**Problem to work on**
Please copy all of the entries exactly, but drop every picture.

**Records for this task**

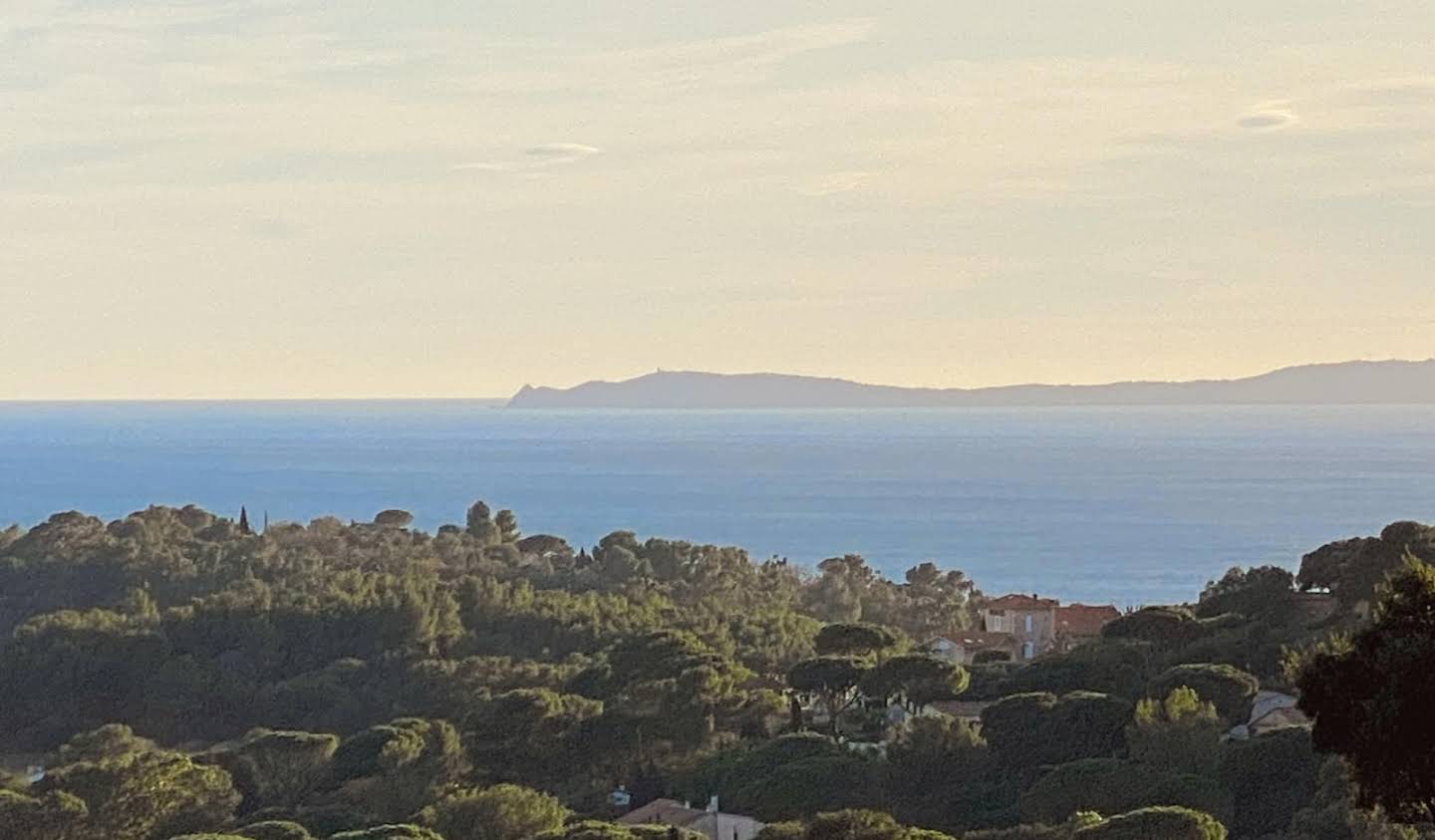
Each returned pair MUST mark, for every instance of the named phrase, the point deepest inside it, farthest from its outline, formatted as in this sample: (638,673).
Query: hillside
(1336,384)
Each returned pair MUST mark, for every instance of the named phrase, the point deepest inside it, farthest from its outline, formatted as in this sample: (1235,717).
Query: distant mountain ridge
(1333,384)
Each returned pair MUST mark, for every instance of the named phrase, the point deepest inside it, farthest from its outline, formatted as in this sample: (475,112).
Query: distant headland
(1334,384)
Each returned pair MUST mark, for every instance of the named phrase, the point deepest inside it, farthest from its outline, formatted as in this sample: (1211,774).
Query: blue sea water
(1099,504)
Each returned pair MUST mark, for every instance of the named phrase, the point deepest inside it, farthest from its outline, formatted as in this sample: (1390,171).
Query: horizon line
(685,371)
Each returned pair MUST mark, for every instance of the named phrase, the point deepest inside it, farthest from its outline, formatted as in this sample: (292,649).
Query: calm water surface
(1130,505)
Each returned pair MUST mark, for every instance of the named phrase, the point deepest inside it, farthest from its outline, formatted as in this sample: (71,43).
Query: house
(1271,709)
(1042,625)
(711,821)
(963,648)
(965,711)
(1078,624)
(1030,621)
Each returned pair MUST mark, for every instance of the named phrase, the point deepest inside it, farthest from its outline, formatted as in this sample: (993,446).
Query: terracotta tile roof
(1079,619)
(1022,602)
(978,641)
(972,639)
(661,813)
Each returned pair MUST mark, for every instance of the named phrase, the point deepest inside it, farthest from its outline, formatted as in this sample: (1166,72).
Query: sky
(289,198)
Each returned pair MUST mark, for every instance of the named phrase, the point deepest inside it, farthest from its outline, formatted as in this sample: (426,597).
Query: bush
(274,830)
(1164,823)
(1230,690)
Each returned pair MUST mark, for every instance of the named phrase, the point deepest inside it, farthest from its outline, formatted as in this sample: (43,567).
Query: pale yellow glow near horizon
(287,198)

**Result of this exercise**
Each returned pair MUST mark, for every instance of the named phrase, the point deepest inside it, farthest from its outline, formatted as in this sample: (638,673).
Query: hillside
(1336,384)
Each returned pair MUST mark, for every instance of the named phrase, the point deepest inside it, farthest from its outline, formatted as in this sample: (1235,717).
Query: distant mountain ridge
(1333,384)
Each returned pair MUST mark, for every instance of the named phrase, the point deepest inside it, farthest from its outline, formatted as in this sample: (475,112).
Query: distant headland
(1334,384)
Each returned pair MUST mark, for every instance of the named phrase, the point deepest inside it, farthest from its outline, formatted as in this sample: (1211,774).
Query: blue sea water
(1099,504)
Each returned pair MUST mark, for every instance of the named phrase, the point deepest inside it, farthest from its outline, formatted as in this sample: (1390,171).
Query: horizon line
(685,371)
Each returned pair MUST mark, for every instance of the named phrase, the point deepest inside it, farthest from its outline, formatted as in this sample: (292,649).
Query: calm water surface
(1130,505)
Each returned pair MUST mark, for every instance of the named phrase, the point deepest inside it, farthest from its outline, formatted as in this sample: (71,43).
Query: house
(1271,709)
(1042,625)
(711,821)
(963,648)
(965,711)
(1078,624)
(1030,621)
Each returned pair MUST mark, for every instance of the named phrase, the point deepest inside it, farthest from its outline, formatted as in this sample: (993,446).
Query: terracotta tile roof
(1079,619)
(1022,602)
(978,641)
(972,639)
(661,813)
Each returned pair MUST mark, for every instance of the named phrase, the point deepest inside it, farthest from its outline, formatted as in this sample: (1166,72).
Query: sky
(289,198)
Each returned pair MUST mark, for every instance of the named phrase, the point deepest inside it, farthest from its outline, formatted as in this sample: (426,597).
Query: bush
(274,830)
(1164,823)
(1230,690)
Each returned pair MUST mark, for every instance of the named phrase, the point deepest inside it, farthest from its outline, formatted as in this sample: (43,567).
Query: pale yellow glow near horizon
(287,198)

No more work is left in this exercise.